[Отрывок воспоминаний]
Она сама не заметила, как испортила впечатление от благородного гнева Ильича.
Мы узнали уже гораздо позже, что после нашего ареста В. М. написал письмо Ленину, поздравив его с тем, что, не сумев арестовать его самого, Чека арестовала его несовершеннолетних детей. Он выразил уверенность, что при помощи таких методов большевики добьются всего, чего они хотят.
Мы всё приготовили, чтобы помыться. Из крана текла только холодная вода, и мы в кухне попросили горячей для мытья головы. И в обеденный час, чистые, переодетые и причесанные, мы спустились вниз. Нас поразили огромные, сверкающие плиты, кастрюли и чистота во всем. Через широкое окно повар в белоснежной куртке и колпаке выдал нам в обмен на талоны три аккуратные нагретые тарелки с аппетитно разложенной едой. Порции были небольшие, но обед казался роскошным по тем временам: картофельные котлеты с соусом из сушеных грибов, клюквенный кисель и по кусочку хлеба. Напротив кухни была столовая: длинные деревянные столы и вдоль них скамейки. Однако обедающих было очень мало, вероятно, большинству из живших в «Национале» подавали обед в комнаты. Мы присели к столу и с жадностью съели наши порции.

[Исходные записи]
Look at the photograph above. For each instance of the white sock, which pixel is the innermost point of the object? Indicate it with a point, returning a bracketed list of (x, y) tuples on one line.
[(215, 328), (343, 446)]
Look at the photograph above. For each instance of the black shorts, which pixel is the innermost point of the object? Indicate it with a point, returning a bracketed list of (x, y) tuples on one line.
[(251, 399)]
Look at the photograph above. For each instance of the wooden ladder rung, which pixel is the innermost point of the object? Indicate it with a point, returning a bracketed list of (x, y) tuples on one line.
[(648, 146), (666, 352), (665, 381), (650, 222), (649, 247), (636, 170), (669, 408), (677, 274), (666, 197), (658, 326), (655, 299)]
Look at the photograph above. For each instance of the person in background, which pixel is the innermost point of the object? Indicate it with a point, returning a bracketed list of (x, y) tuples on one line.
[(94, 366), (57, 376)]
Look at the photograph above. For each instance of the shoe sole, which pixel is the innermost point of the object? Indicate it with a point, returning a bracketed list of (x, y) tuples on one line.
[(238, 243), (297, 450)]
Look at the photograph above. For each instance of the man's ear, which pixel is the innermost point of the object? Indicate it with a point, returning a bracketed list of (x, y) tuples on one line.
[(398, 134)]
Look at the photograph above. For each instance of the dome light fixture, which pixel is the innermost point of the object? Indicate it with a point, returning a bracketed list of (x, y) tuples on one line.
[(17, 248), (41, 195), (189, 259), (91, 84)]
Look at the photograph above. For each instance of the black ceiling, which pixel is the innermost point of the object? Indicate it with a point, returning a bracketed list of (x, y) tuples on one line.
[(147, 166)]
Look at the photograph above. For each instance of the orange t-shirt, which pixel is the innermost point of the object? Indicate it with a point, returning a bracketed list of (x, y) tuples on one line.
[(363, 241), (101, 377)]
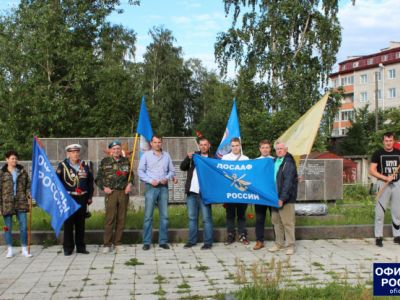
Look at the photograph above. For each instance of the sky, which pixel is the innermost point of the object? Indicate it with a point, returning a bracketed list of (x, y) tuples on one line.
[(367, 27)]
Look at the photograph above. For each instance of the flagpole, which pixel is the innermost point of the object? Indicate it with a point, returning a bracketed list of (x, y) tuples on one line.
[(133, 156), (29, 224)]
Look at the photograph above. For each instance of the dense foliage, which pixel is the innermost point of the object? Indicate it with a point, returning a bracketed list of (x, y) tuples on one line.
[(66, 71)]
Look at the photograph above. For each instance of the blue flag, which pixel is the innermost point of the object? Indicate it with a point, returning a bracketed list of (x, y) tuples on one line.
[(245, 181), (48, 191), (232, 130), (144, 128)]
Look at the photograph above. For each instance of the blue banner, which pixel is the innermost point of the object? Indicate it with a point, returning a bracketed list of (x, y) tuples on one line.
[(246, 181), (48, 191), (144, 128), (386, 279), (232, 130)]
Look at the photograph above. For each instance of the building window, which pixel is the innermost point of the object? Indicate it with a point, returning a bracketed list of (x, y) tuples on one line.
[(335, 132), (378, 75), (346, 115), (392, 93), (392, 74), (379, 94), (363, 97), (336, 82), (363, 79)]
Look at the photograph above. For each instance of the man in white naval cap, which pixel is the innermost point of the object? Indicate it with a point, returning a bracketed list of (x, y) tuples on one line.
[(77, 178)]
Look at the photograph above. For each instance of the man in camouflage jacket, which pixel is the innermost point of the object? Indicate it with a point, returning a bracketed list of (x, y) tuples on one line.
[(112, 178)]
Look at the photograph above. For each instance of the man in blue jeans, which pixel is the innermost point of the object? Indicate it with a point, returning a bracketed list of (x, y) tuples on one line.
[(194, 201), (155, 169)]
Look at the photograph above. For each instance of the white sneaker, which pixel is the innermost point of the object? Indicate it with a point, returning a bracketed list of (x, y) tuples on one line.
[(120, 249), (290, 251), (9, 252), (25, 253), (106, 250), (274, 248)]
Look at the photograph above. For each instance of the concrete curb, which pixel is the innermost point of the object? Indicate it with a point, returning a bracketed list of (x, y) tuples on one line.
[(180, 235)]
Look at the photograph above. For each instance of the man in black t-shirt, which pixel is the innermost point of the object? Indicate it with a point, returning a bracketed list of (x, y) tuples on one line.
[(384, 166)]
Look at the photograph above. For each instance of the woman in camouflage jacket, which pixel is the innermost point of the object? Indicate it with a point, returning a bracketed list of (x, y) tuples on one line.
[(14, 193)]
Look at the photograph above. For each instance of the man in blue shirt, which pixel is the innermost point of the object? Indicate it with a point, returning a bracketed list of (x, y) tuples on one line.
[(155, 169), (283, 218)]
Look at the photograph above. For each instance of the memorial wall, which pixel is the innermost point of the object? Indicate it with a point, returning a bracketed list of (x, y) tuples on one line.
[(320, 179)]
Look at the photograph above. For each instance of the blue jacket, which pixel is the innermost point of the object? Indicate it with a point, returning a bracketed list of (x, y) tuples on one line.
[(287, 179)]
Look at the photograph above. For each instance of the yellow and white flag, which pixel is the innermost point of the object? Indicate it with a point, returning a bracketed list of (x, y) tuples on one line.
[(301, 135)]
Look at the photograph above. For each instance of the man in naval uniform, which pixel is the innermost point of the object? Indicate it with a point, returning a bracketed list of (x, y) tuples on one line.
[(77, 178)]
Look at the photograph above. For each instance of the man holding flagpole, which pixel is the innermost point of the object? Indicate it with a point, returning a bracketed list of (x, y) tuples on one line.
[(77, 178), (234, 210), (283, 218), (155, 170), (115, 179), (194, 201)]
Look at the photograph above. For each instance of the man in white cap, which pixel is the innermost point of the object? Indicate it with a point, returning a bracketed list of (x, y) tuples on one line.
[(77, 178)]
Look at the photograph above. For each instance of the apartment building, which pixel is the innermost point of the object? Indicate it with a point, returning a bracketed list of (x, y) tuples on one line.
[(365, 79)]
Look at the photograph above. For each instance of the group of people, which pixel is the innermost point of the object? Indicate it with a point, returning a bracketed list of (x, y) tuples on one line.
[(115, 178), (156, 169)]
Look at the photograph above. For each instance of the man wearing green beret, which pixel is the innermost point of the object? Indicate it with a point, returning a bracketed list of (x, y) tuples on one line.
[(112, 178)]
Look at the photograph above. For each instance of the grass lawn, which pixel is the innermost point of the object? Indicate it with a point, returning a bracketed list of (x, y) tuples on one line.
[(356, 208)]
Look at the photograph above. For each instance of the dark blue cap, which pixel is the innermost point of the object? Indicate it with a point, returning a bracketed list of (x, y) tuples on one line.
[(114, 143)]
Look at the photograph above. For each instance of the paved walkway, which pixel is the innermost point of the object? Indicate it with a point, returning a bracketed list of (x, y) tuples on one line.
[(181, 273)]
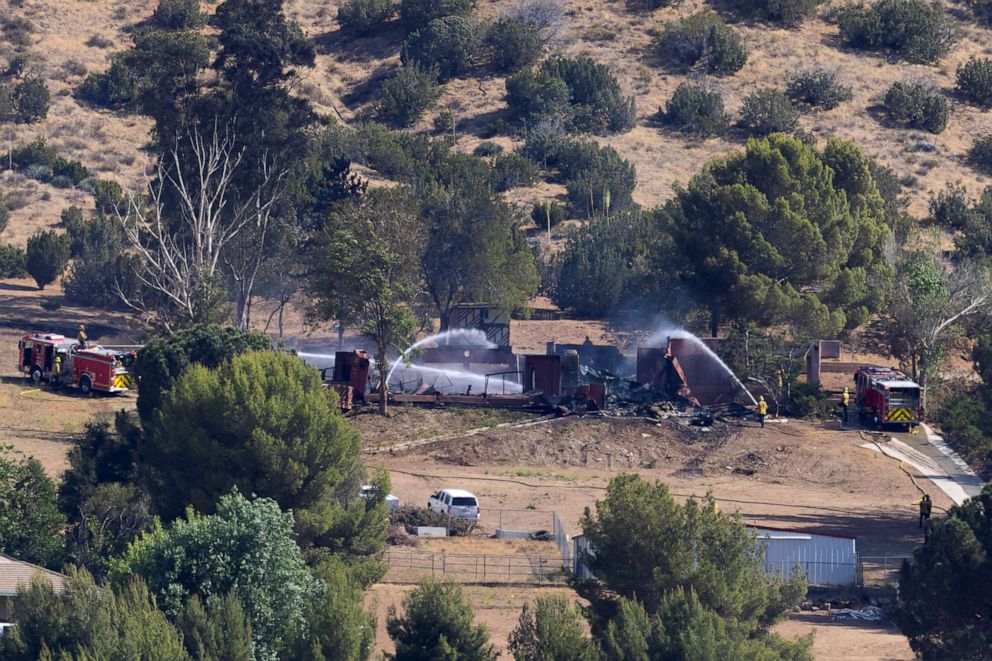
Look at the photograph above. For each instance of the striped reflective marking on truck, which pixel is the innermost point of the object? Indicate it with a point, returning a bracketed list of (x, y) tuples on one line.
[(123, 381), (900, 415)]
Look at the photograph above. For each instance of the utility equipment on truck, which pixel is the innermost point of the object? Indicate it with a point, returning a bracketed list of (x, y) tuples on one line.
[(52, 358), (886, 396)]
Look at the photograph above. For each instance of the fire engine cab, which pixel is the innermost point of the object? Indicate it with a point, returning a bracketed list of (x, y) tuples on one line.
[(88, 368), (886, 396)]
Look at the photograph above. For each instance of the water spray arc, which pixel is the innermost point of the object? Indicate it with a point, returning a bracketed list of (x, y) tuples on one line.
[(465, 336), (676, 332)]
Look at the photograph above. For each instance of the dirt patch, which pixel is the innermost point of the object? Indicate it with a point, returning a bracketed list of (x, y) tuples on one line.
[(36, 421), (405, 424), (847, 639), (498, 608)]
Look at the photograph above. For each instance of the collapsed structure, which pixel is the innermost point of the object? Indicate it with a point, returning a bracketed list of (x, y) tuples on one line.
[(584, 376)]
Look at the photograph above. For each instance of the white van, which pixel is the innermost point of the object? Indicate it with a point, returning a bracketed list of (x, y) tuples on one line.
[(455, 502)]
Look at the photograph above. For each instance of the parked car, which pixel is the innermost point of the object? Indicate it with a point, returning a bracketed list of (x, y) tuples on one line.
[(455, 502)]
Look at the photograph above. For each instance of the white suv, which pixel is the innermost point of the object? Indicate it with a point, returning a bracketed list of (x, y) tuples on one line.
[(455, 502)]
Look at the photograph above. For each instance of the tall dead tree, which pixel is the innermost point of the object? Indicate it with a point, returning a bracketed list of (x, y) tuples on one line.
[(929, 303), (183, 230)]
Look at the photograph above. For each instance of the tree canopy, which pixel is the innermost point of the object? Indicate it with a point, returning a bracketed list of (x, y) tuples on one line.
[(261, 422), (31, 526), (944, 607), (246, 547), (437, 623), (783, 233), (367, 269), (683, 558)]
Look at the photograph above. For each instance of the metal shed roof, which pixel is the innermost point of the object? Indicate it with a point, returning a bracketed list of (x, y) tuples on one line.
[(15, 572)]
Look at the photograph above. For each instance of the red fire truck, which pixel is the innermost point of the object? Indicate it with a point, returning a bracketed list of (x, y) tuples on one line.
[(88, 368), (886, 396)]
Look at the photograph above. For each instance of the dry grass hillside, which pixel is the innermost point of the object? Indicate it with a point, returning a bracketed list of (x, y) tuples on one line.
[(70, 39)]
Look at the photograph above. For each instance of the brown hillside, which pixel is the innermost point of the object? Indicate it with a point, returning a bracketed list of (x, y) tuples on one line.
[(70, 37)]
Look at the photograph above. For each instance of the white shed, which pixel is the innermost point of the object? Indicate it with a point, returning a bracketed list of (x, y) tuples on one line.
[(825, 559)]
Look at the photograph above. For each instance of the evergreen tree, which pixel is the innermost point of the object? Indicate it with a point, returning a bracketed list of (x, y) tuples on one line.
[(366, 270), (551, 631), (246, 547), (689, 565), (47, 256), (89, 622), (773, 235), (437, 623), (944, 607), (262, 422), (219, 631), (31, 525)]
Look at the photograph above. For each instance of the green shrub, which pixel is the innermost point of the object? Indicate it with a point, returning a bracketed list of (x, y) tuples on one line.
[(513, 171), (702, 41), (178, 15), (13, 262), (114, 89), (364, 17), (917, 30), (18, 65), (768, 111), (597, 179), (951, 209), (416, 14), (17, 30), (448, 45), (103, 268), (488, 149), (109, 196), (648, 5), (74, 223), (405, 96), (32, 99), (47, 256), (980, 154), (917, 106), (785, 12), (37, 160), (818, 88), (375, 146), (582, 93), (444, 122), (982, 9), (807, 400), (513, 45), (548, 212), (974, 81), (695, 109)]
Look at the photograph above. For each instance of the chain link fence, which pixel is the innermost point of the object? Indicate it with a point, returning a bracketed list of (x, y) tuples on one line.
[(880, 571), (410, 566)]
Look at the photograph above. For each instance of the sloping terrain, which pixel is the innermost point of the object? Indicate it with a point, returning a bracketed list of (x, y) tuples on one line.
[(69, 40)]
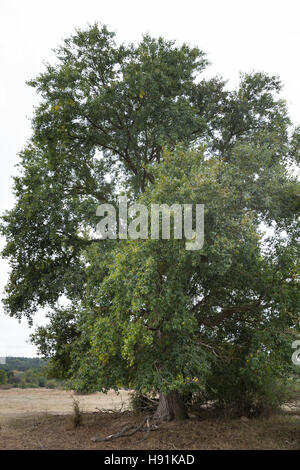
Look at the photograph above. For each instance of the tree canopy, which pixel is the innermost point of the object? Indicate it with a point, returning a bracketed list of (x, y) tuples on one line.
[(148, 314)]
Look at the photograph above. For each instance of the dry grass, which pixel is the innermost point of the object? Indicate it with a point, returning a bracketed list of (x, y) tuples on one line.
[(42, 419)]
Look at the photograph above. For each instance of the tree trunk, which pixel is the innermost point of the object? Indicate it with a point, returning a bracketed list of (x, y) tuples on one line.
[(170, 407)]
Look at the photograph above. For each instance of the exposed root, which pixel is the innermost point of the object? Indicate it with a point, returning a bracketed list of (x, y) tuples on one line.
[(131, 430)]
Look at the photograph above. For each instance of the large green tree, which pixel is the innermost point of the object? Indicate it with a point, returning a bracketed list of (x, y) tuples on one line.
[(106, 113)]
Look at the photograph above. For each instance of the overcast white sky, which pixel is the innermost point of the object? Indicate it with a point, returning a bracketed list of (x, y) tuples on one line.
[(238, 35)]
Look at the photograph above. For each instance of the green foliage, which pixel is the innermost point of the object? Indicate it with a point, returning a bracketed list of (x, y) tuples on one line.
[(148, 314)]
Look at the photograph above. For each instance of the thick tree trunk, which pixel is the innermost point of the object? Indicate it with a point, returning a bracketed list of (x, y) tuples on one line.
[(170, 407)]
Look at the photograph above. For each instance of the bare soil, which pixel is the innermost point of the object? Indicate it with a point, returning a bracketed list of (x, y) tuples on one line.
[(42, 419)]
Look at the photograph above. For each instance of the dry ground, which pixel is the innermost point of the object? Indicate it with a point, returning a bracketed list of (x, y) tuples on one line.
[(42, 419)]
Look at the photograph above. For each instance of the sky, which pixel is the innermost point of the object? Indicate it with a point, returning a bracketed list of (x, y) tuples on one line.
[(238, 36)]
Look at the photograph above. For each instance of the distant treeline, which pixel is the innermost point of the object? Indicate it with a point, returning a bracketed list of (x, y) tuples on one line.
[(25, 372), (23, 363)]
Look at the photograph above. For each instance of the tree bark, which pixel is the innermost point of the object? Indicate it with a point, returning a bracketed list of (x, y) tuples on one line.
[(170, 407)]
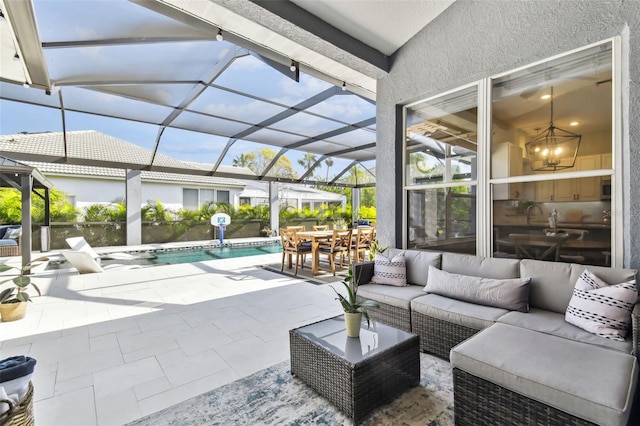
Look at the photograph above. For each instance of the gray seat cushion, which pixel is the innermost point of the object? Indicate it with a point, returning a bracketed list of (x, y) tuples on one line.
[(586, 381), (400, 297), (488, 267), (553, 323), (456, 311)]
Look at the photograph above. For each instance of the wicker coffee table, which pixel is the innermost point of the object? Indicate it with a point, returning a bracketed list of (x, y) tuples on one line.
[(357, 375)]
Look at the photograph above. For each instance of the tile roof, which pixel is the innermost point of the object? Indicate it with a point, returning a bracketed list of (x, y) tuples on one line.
[(87, 147), (50, 169)]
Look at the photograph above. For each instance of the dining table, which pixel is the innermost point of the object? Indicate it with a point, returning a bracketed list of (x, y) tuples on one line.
[(315, 237)]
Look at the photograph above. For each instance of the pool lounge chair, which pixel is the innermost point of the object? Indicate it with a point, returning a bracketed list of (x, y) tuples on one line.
[(80, 244), (86, 264)]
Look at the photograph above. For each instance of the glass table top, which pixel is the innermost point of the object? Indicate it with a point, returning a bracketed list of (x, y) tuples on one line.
[(331, 334)]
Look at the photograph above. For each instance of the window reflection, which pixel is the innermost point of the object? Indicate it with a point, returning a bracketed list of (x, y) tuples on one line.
[(575, 192), (441, 149), (442, 219)]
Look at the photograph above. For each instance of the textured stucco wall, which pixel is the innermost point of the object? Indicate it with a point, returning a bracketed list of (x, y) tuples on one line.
[(477, 39)]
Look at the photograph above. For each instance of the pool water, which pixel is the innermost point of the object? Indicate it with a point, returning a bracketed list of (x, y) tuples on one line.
[(212, 253)]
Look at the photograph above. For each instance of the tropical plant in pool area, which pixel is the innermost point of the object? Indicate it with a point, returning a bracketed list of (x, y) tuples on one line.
[(350, 304), (374, 248), (18, 291)]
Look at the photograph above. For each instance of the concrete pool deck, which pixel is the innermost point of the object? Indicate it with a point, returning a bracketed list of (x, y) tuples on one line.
[(115, 346)]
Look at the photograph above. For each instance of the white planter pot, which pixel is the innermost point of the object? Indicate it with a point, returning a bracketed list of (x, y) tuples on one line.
[(353, 322)]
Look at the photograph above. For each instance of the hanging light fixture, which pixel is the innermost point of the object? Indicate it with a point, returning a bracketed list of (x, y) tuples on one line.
[(553, 149)]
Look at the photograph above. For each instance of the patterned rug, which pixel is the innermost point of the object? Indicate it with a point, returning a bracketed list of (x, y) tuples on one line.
[(273, 397)]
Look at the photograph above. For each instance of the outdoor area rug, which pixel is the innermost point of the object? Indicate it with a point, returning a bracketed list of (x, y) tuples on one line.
[(273, 397)]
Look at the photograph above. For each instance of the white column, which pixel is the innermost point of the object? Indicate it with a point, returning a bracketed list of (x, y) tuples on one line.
[(355, 203), (274, 207), (134, 205), (27, 186)]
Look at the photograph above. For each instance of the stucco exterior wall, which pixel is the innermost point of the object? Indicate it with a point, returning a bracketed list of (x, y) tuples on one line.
[(472, 40)]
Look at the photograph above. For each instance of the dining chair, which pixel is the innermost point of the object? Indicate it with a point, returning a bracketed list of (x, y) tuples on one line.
[(293, 245), (340, 246), (361, 243)]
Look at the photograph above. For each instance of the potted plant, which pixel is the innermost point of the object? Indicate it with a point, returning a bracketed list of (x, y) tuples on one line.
[(374, 248), (353, 310), (13, 300)]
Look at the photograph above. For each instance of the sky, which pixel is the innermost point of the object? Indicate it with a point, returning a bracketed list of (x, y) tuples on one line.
[(246, 80)]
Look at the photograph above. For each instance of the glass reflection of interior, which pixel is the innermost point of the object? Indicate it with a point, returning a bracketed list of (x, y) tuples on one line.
[(441, 149), (571, 97)]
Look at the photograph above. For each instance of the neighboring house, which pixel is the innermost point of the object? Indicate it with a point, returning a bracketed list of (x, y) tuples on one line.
[(86, 185), (300, 197)]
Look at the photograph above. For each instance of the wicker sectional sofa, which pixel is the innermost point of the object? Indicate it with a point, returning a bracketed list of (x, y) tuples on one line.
[(513, 367)]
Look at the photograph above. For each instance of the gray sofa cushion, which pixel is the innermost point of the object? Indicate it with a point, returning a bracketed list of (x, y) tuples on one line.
[(456, 311), (507, 293), (552, 282), (400, 297), (551, 369), (418, 262), (553, 323), (478, 266)]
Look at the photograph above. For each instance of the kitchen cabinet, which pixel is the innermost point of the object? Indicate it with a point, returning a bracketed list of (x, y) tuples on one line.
[(583, 189), (506, 161)]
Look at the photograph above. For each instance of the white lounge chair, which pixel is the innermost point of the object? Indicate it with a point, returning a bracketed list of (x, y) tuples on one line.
[(80, 244), (86, 264)]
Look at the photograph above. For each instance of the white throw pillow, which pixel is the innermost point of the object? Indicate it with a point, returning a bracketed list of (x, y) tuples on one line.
[(12, 233), (600, 308), (390, 271)]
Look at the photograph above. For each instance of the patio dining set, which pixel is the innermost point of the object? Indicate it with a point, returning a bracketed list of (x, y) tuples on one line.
[(336, 244)]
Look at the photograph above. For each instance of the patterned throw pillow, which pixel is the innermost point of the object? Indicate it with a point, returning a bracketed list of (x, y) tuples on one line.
[(600, 308), (12, 233), (390, 271)]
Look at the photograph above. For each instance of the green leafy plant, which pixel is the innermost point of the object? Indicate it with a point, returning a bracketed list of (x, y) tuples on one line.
[(350, 303), (340, 222), (374, 248), (18, 292)]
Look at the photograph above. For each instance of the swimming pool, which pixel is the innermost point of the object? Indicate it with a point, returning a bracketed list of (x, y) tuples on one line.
[(199, 254), (176, 255)]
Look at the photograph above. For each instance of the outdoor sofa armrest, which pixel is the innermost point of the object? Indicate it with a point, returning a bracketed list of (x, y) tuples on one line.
[(363, 272), (635, 329)]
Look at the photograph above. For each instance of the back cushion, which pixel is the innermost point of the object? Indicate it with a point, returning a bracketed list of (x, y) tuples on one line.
[(488, 267), (552, 283), (418, 262)]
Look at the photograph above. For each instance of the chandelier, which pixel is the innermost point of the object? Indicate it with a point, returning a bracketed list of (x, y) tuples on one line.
[(553, 149)]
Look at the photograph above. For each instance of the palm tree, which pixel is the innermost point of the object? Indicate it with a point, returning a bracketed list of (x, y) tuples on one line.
[(244, 160), (329, 163), (308, 160)]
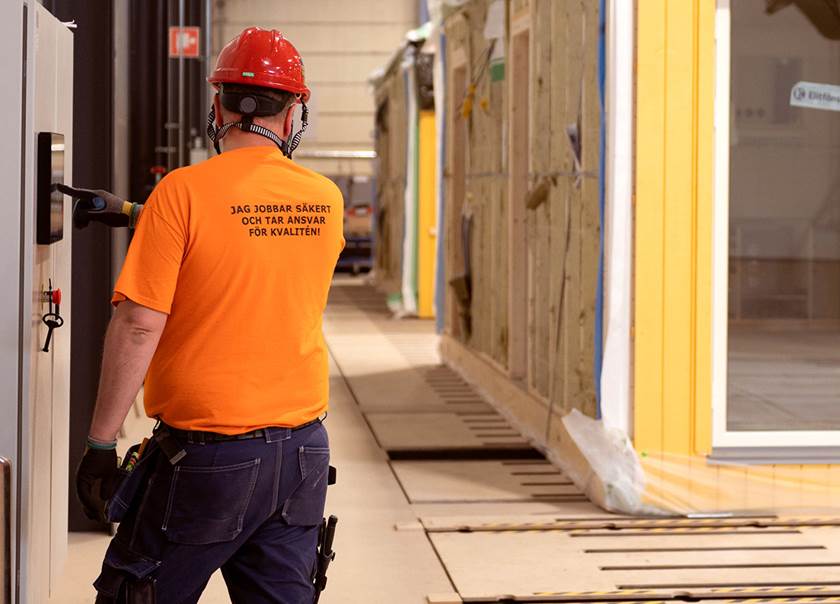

[Задание A]
Что подали на обед в отрывке воспоминаний?
[Задание B]
Продолжите отрывок воспоминаний, начав сразу после его последней фразы.
Записи — отдельный материал, к отрывку воспоминаний они не относятся.

[Ответ A]
Картофельные котлеты с соусом из сушеных грибов, клюквенный кисель и по кусочку хлеба.

[Ответ B]
После обеда — какое блаженство! — мы с Наташей легли на кровать — настоящую, с пружинным матрацем и мягкими одеялами. И это после голых нар! Адя устроилась читать на диванчике, и мы все наслаждались физическим отдыхом и комфортом. А вечером мы спустились к ужину. Дивильковская еще раз зашла навестить нас и обещала узнать, как нам хлопотать о свидании с мамой.
Вечером к нам пришла наша старая знакомая — Верочка Боброва120121, бывшая каторжанка, на протяжении стольких лет приезжавшая гостить у нас в Феццано и Алассио. Как она тут очутилась? Была ли она левой эсеркой, еще связанной с большевиками? Я не помню. Верочка, которую мы хорошо знали, показалась нам странной: все время чего-то опасаясь, она тихо уговаривала нас держать язык за зубами и даже не говорить громко в номере. Она напомнила нам, что мы еще не на свободе, а находимся под надзором и Дивильковская отвечает за нас.
Мы, однако, чувствовали себя вполне свободными, по крайней мере морально. Та роскошь (после нашей жизни у Яузских ворот и в тюрьме), тепло, готовые обеды и удобства, которые нам предоставили, ничуть не налагали на нас каких-либо обязательств или зависимости от «тюремщиков», в каких бы условиях они нас ни содержали. И эта настойчивая независимость пугала осторожную Верочку. Вечером, уже лёжа в постели, мы долго не могли заснуть от возбуждения, вызванного сытостью, теплом и прикосновением свежих простынь к телу — ведь мы неделями спали в верхней одежде.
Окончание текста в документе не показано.